▸ **Task**:
Convert the lines below into a Markdown table with the columns "Row" and "Line", numbering each row and omitting blank lines. Leave the pictures out of the table.

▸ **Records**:
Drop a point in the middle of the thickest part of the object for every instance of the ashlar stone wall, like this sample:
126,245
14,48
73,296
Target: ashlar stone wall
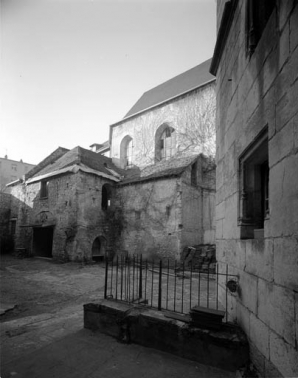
254,92
192,113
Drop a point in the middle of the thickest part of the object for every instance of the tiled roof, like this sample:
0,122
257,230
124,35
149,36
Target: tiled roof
176,86
87,158
164,168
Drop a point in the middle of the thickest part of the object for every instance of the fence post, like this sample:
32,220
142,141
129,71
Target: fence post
159,285
140,279
106,279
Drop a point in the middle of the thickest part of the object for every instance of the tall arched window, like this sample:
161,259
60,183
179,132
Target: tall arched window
165,142
106,196
126,152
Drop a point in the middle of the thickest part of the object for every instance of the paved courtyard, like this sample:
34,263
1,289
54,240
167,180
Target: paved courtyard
42,332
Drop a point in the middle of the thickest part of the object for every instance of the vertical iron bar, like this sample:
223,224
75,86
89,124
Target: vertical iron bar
152,281
227,271
199,288
159,285
208,287
141,279
125,278
116,277
111,290
146,273
133,277
121,285
167,299
182,288
106,279
129,261
190,285
175,281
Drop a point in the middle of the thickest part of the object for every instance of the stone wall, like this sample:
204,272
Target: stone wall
152,215
254,92
73,208
186,113
163,216
6,239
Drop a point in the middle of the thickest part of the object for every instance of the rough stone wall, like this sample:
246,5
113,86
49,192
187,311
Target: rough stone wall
73,207
163,216
184,113
152,214
252,93
6,240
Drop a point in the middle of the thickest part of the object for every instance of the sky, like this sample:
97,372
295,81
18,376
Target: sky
71,68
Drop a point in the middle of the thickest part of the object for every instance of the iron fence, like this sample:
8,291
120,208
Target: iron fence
167,284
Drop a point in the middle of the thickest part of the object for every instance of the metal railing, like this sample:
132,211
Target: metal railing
167,284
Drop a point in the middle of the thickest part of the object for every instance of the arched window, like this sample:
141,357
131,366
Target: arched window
126,152
106,195
165,142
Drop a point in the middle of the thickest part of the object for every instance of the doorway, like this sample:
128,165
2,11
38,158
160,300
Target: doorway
43,241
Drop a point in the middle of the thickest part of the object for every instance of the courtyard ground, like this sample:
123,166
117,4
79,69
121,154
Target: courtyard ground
42,332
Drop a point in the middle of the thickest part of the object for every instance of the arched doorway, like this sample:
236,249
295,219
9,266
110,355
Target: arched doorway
98,248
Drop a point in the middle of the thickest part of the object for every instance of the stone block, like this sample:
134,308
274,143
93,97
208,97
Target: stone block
259,335
283,202
220,210
259,258
230,221
257,359
283,356
286,107
248,285
271,371
286,262
276,309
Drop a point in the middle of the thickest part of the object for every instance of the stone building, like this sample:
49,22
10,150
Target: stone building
11,170
61,206
173,119
256,67
155,195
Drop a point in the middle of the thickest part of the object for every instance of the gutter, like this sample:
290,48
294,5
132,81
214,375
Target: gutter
72,169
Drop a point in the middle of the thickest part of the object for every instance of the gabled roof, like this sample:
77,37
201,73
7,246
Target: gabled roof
165,168
174,87
80,158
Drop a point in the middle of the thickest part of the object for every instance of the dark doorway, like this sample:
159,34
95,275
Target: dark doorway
43,241
98,249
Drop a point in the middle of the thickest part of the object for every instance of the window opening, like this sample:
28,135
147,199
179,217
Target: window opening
13,224
44,189
168,143
194,174
106,197
129,153
254,188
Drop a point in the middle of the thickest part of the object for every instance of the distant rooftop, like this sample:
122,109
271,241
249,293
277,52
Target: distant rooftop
183,83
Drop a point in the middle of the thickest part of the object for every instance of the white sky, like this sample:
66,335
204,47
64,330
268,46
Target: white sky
70,68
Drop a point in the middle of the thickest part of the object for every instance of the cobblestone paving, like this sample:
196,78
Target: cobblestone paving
42,336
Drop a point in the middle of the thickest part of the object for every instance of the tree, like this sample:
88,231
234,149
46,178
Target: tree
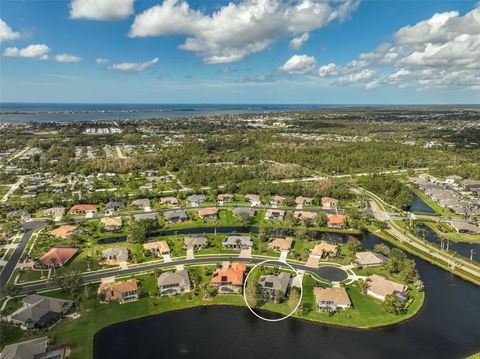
304,309
11,290
393,305
353,245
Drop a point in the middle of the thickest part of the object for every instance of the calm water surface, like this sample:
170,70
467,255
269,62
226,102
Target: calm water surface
447,327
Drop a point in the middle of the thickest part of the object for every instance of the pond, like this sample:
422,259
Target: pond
446,327
462,248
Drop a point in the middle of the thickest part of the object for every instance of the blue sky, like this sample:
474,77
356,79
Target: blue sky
345,52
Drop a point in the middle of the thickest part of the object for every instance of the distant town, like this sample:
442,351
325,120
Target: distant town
106,221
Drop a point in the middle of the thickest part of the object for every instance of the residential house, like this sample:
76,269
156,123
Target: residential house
19,213
274,214
276,285
111,223
113,206
196,199
65,231
115,255
280,244
237,242
169,201
324,250
301,201
208,214
225,197
176,216
142,203
57,256
329,203
145,217
462,226
253,199
379,287
336,221
332,298
57,211
123,292
369,259
195,242
38,311
159,248
244,211
305,215
277,200
173,283
37,348
229,279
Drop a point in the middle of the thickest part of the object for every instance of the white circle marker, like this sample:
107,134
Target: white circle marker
245,291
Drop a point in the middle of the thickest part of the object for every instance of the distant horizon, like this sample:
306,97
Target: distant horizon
238,103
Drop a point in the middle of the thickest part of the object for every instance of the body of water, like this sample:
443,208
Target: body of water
36,112
462,248
446,327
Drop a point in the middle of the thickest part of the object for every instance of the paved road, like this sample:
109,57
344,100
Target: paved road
7,271
327,272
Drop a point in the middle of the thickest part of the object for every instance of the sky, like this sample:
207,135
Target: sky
247,51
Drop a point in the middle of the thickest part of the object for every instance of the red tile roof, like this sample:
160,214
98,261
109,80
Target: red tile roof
82,208
232,274
63,231
58,256
336,219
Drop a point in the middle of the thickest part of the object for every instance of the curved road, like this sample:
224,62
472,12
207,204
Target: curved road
330,273
7,271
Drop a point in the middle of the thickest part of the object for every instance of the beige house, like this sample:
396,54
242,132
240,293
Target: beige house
333,298
329,203
157,248
280,244
124,292
111,223
324,249
379,287
169,201
305,215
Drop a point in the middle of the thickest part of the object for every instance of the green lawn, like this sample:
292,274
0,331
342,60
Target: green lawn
79,333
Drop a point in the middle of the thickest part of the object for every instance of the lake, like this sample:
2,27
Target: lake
446,327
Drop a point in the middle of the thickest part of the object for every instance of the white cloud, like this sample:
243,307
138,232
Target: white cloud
372,85
101,61
237,29
328,70
443,51
133,66
298,41
66,58
6,32
101,9
299,65
39,51
355,77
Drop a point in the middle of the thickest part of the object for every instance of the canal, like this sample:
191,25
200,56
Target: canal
446,327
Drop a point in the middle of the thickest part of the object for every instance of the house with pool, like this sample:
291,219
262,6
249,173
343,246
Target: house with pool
173,283
229,278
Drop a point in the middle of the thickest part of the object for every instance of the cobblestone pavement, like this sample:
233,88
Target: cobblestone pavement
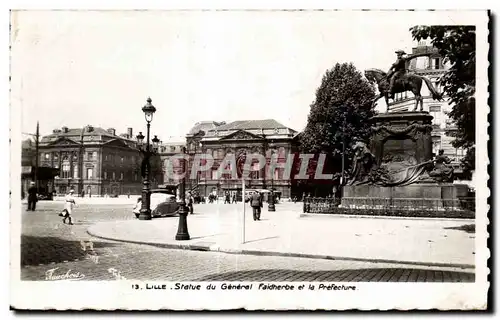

▸ **Solution**:
| Row | Line |
|---|---|
| 1 | Drop a point in the middle of the thickest part of the object for every instance of the ashlar stone wall, like this sample: |
| 2 | 126,245 |
| 3 | 14,48 |
| 4 | 73,296 |
| 5 | Target: ashlar stone wall |
| 6 | 254,92 |
| 7 | 192,113 |
| 8 | Drop a point in the middle of the thickest part of the object for every instance of the tiled roof, like this sample: |
| 9 | 0,122 |
| 10 | 257,230 |
| 11 | 124,35 |
| 12 | 149,36 |
| 13 | Target: tiled roof |
| 14 | 176,86 |
| 15 | 87,158 |
| 16 | 164,168 |
| 17 | Drop a point in the middle of the thickest part of the object for every instance of the fence post, like this sample: |
| 18 | 32,220 |
| 19 | 142,141 |
| 20 | 129,71 |
| 21 | Target: fence post |
| 22 | 159,285 |
| 23 | 140,279 |
| 24 | 106,279 |
| 25 | Drop a point in the middle of the thickest part of the object for every instance of the tall arched window, like this sample: |
| 26 | 161,259 |
| 27 | 60,183 |
| 28 | 179,132 |
| 29 | Target: tall arched window |
| 30 | 165,142 |
| 31 | 106,196 |
| 32 | 126,152 |
| 33 | Drop a point in the middle of the thickest part of the object for every instance of the paved courtyard, like this sample: |
| 34 | 34,263 |
| 35 | 1,289 |
| 36 | 54,240 |
| 37 | 167,180 |
| 38 | Target: paved courtyard |
| 39 | 42,332 |
| 40 | Drop a point in the middle of the thickest part of the object for every instance of the vertical iron bar, like this sample: |
| 41 | 223,224 |
| 42 | 75,86 |
| 43 | 89,124 |
| 44 | Target: vertical iron bar |
| 45 | 152,281 |
| 46 | 227,271 |
| 47 | 199,288 |
| 48 | 159,285 |
| 49 | 208,287 |
| 50 | 141,279 |
| 51 | 125,278 |
| 52 | 116,277 |
| 53 | 111,290 |
| 54 | 146,273 |
| 55 | 133,277 |
| 56 | 121,285 |
| 57 | 167,299 |
| 58 | 182,288 |
| 59 | 106,279 |
| 60 | 129,261 |
| 61 | 190,285 |
| 62 | 175,281 |
| 63 | Drop a point in the middle of the thickest part of the object for every instance of the stone wall, like this sample: |
| 64 | 204,272 |
| 65 | Target: stone wall |
| 66 | 152,215 |
| 67 | 254,92 |
| 68 | 73,208 |
| 69 | 186,113 |
| 70 | 163,216 |
| 71 | 6,239 |
| 72 | Drop a point in the middle of the thickest part of the object for every instance of the rough stone wall, like this sample: |
| 73 | 246,5 |
| 74 | 113,86 |
| 75 | 49,192 |
| 76 | 187,311 |
| 77 | Target: rough stone wall |
| 78 | 73,207 |
| 79 | 163,216 |
| 80 | 184,113 |
| 81 | 152,214 |
| 82 | 252,93 |
| 83 | 6,240 |
| 84 | Drop a point in the middle of the thickest part of the object for every instance of the sky, like this sample: |
| 85 | 97,372 |
| 86 | 295,81 |
| 87 | 18,376 |
| 88 | Target: sky |
| 89 | 71,68 |
| 90 | Drop a point in the middle of the thickest part of the object for every instance of the iron fence, like this sample: |
| 91 | 8,291 |
| 92 | 120,208 |
| 93 | Target: iron fence |
| 94 | 167,284 |
| 95 | Drop a point in the middle of the thickest part of the object for every instance of the metal railing, like this sample: |
| 96 | 132,211 |
| 97 | Target: metal railing |
| 98 | 167,284 |
| 99 | Drop a point in the middle of the thickest part of the object for every instance of the arched window, like this sample: |
| 100 | 141,357 |
| 101 | 131,366 |
| 102 | Target: arched window |
| 103 | 126,152 |
| 104 | 106,195 |
| 105 | 165,142 |
| 106 | Drop a point in the middle of the thickest part of the object for every instance of the doorway, like this sample: |
| 107 | 128,165 |
| 108 | 2,11 |
| 109 | 38,158 |
| 110 | 160,300 |
| 111 | Target: doorway |
| 112 | 43,241 |
| 113 | Drop a point in the middle of the thickest part of the object for every instance of the courtyard ground, like this sample: |
| 114 | 123,166 |
| 115 | 117,4 |
| 116 | 79,69 |
| 117 | 121,154 |
| 118 | Target: courtyard ground |
| 119 | 42,332 |
| 120 | Drop a point in the middle of the thickest part of the object for every instance of the arched doorway, like this sample: |
| 121 | 236,249 |
| 122 | 295,219 |
| 123 | 9,266 |
| 124 | 110,355 |
| 125 | Target: arched doorway |
| 126 | 98,248 |
| 127 | Drop a point in the middle of the thickest part of the object for every instance of the stone block, like this sample: |
| 128 | 134,308 |
| 129 | 274,143 |
| 130 | 93,97 |
| 131 | 208,97 |
| 132 | Target: stone block |
| 133 | 259,335 |
| 134 | 283,202 |
| 135 | 220,210 |
| 136 | 259,258 |
| 137 | 230,221 |
| 138 | 257,359 |
| 139 | 283,356 |
| 140 | 286,107 |
| 141 | 248,285 |
| 142 | 271,371 |
| 143 | 286,262 |
| 144 | 276,309 |
| 145 | Drop a point in the middle of the thickest part of the object for every instance of the stone building, like this sample: |
| 146 | 49,22 |
| 147 | 10,150 |
| 148 | Target: stone building |
| 149 | 11,170 |
| 150 | 61,206 |
| 151 | 173,119 |
| 152 | 256,67 |
| 153 | 155,195 |
| 154 | Drop a point in the middle of the thickest part of the object for every instance of the gutter, like this sample: |
| 155 | 290,48 |
| 156 | 294,5 |
| 157 | 132,81 |
| 158 | 214,375 |
| 159 | Target: gutter |
| 160 | 72,169 |
| 161 | Drop a point in the middle of the thickest part of the object for every instance of the gabled roof, like this sample: |
| 162 | 77,37 |
| 163 | 201,73 |
| 164 | 7,246 |
| 165 | Target: gabled roof |
| 166 | 165,168 |
| 167 | 174,87 |
| 168 | 80,158 |
| 169 | Drop a point in the middle of the thickest part of the object for every instance of the dark doorway, like this sample: |
| 170 | 159,34 |
| 171 | 95,275 |
| 172 | Target: dark doorway |
| 173 | 43,241 |
| 174 | 98,249 |
| 175 | Drop a point in the middle of the thickest part of the object for every instance of the window opening, like this sample: |
| 176 | 28,135 |
| 177 | 147,199 |
| 178 | 179,217 |
| 179 | Target: window opening |
| 180 | 13,224 |
| 181 | 44,189 |
| 182 | 168,143 |
| 183 | 194,174 |
| 184 | 106,197 |
| 185 | 129,153 |
| 186 | 254,188 |
| 187 | Drop a point in the middle of the thickest part of the object for every instance of the distant rooftop, like this sample: |
| 188 | 122,109 |
| 189 | 271,241 |
| 190 | 249,293 |
| 191 | 277,52 |
| 192 | Target: distant rooftop |
| 193 | 183,83 |
| 194 | Drop a point in the middle of the thickest part of the object for every instance of the white sky, like this sample: |
| 195 | 66,335 |
| 196 | 204,47 |
| 197 | 64,330 |
| 198 | 268,46 |
| 199 | Target: white sky |
| 200 | 70,68 |
| 201 | Drop a point in the middle of the thickest part of the object for every instance of the cobblestone paving, like this sample: |
| 202 | 196,78 |
| 203 | Target: cobblestone paving |
| 204 | 42,336 |
| 205 | Drop a point in the middle of the thickest part of the object for every instance of the tree, like this sample: |
| 206 | 88,231 |
| 207 | 234,149 |
| 208 | 46,178 |
| 209 | Target: tree |
| 210 | 304,309 |
| 211 | 11,290 |
| 212 | 393,305 |
| 213 | 353,245 |
| 214 | Drop a point in the middle of the thickest part of the object for every instance of the calm water surface, like this sample: |
| 215 | 170,70 |
| 216 | 467,255 |
| 217 | 269,62 |
| 218 | 226,102 |
| 219 | Target: calm water surface |
| 220 | 447,327 |
| 221 | Drop a point in the middle of the thickest part of the object for every instance of the pond, like this sample: |
| 222 | 422,259 |
| 223 | Target: pond |
| 224 | 446,327 |
| 225 | 462,248 |
| 226 | Drop a point in the middle of the thickest part of the object for every instance of the blue sky, like this sample: |
| 227 | 474,77 |
| 228 | 356,79 |
| 229 | Target: blue sky |
| 230 | 345,52 |
| 231 | Drop a point in the middle of the thickest part of the object for every instance of the distant town, like this sample: |
| 232 | 442,351 |
| 233 | 325,120 |
| 234 | Target: distant town |
| 235 | 106,221 |
| 236 | Drop a point in the middle of the thickest part of the object for every instance of the residential house, like this sample: |
| 237 | 76,269 |
| 238 | 156,123 |
| 239 | Target: residential house |
| 240 | 19,213 |
| 241 | 274,214 |
| 242 | 276,285 |
| 243 | 111,223 |
| 244 | 113,206 |
| 245 | 196,199 |
| 246 | 65,231 |
| 247 | 115,255 |
| 248 | 280,244 |
| 249 | 237,242 |
| 250 | 169,201 |
| 251 | 324,250 |
| 252 | 301,201 |
| 253 | 208,214 |
| 254 | 225,197 |
| 255 | 176,216 |
| 256 | 142,203 |
| 257 | 57,256 |
| 258 | 329,203 |
| 259 | 145,217 |
| 260 | 462,226 |
| 261 | 253,199 |
| 262 | 379,287 |
| 263 | 336,221 |
| 264 | 332,298 |
| 265 | 57,211 |
| 266 | 123,292 |
| 267 | 369,259 |
| 268 | 195,242 |
| 269 | 38,311 |
| 270 | 159,248 |
| 271 | 244,211 |
| 272 | 305,215 |
| 273 | 277,200 |
| 274 | 173,283 |
| 275 | 37,348 |
| 276 | 229,279 |
| 277 | Drop a point in the middle of the thickest part of the object for every instance of the white circle marker, like this sample: |
| 278 | 107,134 |
| 279 | Target: white circle marker |
| 280 | 245,291 |
| 281 | Drop a point in the middle of the thickest part of the object for every instance of the distant horizon, like this sample: |
| 282 | 306,97 |
| 283 | Target: distant horizon |
| 284 | 238,103 |
| 285 | Drop a point in the middle of the thickest part of the object for every instance of the body of water, like this sample: |
| 286 | 443,208 |
| 287 | Target: body of water |
| 288 | 36,112 |
| 289 | 462,248 |
| 290 | 446,327 |
| 291 | Drop a point in the middle of the thickest part of the object for every instance of the paved road, like this sample: |
| 292 | 109,57 |
| 293 | 344,100 |
| 294 | Target: paved road |
| 295 | 7,271 |
| 296 | 327,272 |
| 297 | Drop a point in the middle of the thickest part of the object for every instance of the sky, like this sample: |
| 298 | 207,135 |
| 299 | Target: sky |
| 300 | 247,51 |
| 301 | Drop a point in the middle of the thickest part of the object for every instance of the red tile roof, like this sample: |
| 302 | 160,214 |
| 303 | 98,261 |
| 304 | 109,80 |
| 305 | Target: red tile roof |
| 306 | 82,208 |
| 307 | 232,274 |
| 308 | 63,231 |
| 309 | 58,256 |
| 310 | 336,219 |
| 311 | Drop a point in the middle of the thickest part of the object for every instance of the curved road, like this sample: |
| 312 | 224,62 |
| 313 | 472,12 |
| 314 | 207,204 |
| 315 | Target: curved road |
| 316 | 330,273 |
| 317 | 7,271 |
| 318 | Drop a point in the middle of the thickest part of the object for every instance of the beige house, like this sample: |
| 319 | 396,54 |
| 320 | 242,132 |
| 321 | 240,293 |
| 322 | Target: beige house |
| 323 | 333,298 |
| 324 | 329,203 |
| 325 | 157,248 |
| 326 | 280,244 |
| 327 | 124,292 |
| 328 | 111,223 |
| 329 | 324,249 |
| 330 | 379,287 |
| 331 | 169,201 |
| 332 | 305,215 |
| 333 | Drop a point in the middle of the thickest part of the object for every instance of the green lawn, like this sample: |
| 334 | 292,274 |
| 335 | 0,331 |
| 336 | 342,60 |
| 337 | Target: green lawn |
| 338 | 79,333 |
| 339 | Drop a point in the middle of the thickest part of the object for every instance of the lake, like this sample: |
| 340 | 2,27 |
| 341 | Target: lake |
| 342 | 446,327 |
| 343 | Drop a point in the middle of the thickest part of the object for every instance of the white cloud, like this sample: |
| 344 | 243,307 |
| 345 | 138,232 |
| 346 | Target: white cloud |
| 347 | 372,85 |
| 348 | 101,61 |
| 349 | 237,29 |
| 350 | 328,70 |
| 351 | 443,51 |
| 352 | 133,66 |
| 353 | 298,41 |
| 354 | 66,58 |
| 355 | 6,32 |
| 356 | 101,9 |
| 357 | 299,65 |
| 358 | 39,51 |
| 359 | 355,77 |
| 360 | Drop a point in the middle of the thickest part of the object for every instance of the canal, like this sample: |
| 361 | 191,25 |
| 362 | 200,56 |
| 363 | Target: canal |
| 364 | 446,327 |
| 365 | Drop a point in the middle of the thickest part of the object for every instance of the house with pool, like this sample: |
| 366 | 291,219 |
| 367 | 262,6 |
| 368 | 249,173 |
| 369 | 343,246 |
| 370 | Target: house with pool |
| 371 | 173,283 |
| 372 | 229,278 |
| 373 | Drop a point in the middle of the thickest part of the object for every instance of the cobblestone pavement, like this sample: |
| 374 | 233,88 |
| 375 | Target: cobblestone pavement |